--- CHALLENGE ---
Rescale the lines between the one holding "ceiling fan blade." and the one holding "[[297, 38], [313, 91], [260, 85], [241, 55], [338, 67]]", inclusive, reproducing both the requests and their answers with every x and y coordinate in the answers multiplied by 1.3 and rounded to whole numbers, halves rounding up. Return only those lines.

--- DATA SUPPLIED ---
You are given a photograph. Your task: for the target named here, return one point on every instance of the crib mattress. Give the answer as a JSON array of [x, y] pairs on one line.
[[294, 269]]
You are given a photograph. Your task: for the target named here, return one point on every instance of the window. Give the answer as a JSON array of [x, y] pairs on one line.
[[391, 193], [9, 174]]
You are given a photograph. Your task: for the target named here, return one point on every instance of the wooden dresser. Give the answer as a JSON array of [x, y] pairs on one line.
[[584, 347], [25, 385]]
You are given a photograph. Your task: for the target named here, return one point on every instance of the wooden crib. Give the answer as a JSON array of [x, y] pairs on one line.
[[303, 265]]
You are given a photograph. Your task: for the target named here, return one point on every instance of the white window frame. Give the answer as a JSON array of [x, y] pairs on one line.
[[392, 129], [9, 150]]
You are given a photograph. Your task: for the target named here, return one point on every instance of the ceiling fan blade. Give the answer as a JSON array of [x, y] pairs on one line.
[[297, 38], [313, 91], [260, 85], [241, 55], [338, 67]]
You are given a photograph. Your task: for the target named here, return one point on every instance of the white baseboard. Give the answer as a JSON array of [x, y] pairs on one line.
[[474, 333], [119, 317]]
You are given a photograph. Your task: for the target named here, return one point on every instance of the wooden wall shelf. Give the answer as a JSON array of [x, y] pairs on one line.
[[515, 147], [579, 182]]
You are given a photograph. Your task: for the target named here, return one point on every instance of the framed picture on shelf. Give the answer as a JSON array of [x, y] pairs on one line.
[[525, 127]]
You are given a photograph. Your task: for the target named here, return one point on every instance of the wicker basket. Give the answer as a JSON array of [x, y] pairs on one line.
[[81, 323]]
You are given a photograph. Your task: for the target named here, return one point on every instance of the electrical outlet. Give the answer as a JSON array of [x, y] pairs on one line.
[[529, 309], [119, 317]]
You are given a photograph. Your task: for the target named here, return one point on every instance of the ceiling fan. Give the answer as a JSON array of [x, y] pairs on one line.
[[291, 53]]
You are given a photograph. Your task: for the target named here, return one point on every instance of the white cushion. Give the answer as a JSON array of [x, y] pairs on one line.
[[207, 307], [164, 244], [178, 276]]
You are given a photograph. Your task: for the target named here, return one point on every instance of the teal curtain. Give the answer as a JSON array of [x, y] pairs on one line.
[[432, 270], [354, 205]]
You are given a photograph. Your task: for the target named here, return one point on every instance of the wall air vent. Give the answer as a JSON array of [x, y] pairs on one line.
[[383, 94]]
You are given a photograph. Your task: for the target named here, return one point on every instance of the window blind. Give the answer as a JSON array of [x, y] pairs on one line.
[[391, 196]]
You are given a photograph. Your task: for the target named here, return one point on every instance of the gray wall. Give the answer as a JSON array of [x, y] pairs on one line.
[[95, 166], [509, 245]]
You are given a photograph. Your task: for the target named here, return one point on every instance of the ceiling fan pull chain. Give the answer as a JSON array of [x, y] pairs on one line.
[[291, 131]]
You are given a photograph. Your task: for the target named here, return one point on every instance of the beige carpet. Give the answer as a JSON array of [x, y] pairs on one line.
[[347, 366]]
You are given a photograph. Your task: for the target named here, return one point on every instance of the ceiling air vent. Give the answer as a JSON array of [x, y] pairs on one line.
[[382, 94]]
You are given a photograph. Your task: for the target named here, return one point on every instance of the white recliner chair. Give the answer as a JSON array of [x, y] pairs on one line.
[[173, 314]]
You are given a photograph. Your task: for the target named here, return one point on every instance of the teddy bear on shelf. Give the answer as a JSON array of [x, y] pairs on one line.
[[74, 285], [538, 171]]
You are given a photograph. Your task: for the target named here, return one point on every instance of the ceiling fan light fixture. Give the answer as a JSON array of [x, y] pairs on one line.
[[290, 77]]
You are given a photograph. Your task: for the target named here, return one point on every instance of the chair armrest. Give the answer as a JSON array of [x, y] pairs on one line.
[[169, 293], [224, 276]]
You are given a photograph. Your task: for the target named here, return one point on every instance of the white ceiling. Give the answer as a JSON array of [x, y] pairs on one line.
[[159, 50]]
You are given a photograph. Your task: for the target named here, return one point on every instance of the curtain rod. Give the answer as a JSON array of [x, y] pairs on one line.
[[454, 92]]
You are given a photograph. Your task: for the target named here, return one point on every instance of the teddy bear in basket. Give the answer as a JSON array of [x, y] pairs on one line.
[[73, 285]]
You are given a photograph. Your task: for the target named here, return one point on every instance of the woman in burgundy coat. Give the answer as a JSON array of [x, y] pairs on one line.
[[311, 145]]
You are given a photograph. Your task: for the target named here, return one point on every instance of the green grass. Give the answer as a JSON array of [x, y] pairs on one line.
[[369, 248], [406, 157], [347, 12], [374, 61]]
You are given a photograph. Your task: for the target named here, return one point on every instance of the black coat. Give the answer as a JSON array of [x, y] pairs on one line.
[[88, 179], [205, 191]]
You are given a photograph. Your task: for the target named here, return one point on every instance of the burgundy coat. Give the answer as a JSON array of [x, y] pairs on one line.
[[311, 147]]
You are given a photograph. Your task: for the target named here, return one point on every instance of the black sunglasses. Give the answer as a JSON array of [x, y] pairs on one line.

--- FULL OUTPUT ---
You are given a photograph. Your task: for the target named here, return one point on every instance of the ceiling fan blade. Give the answer as a JSON array of [x, y] pairs on one line.
[[386, 49], [407, 118], [338, 111], [313, 72], [439, 87]]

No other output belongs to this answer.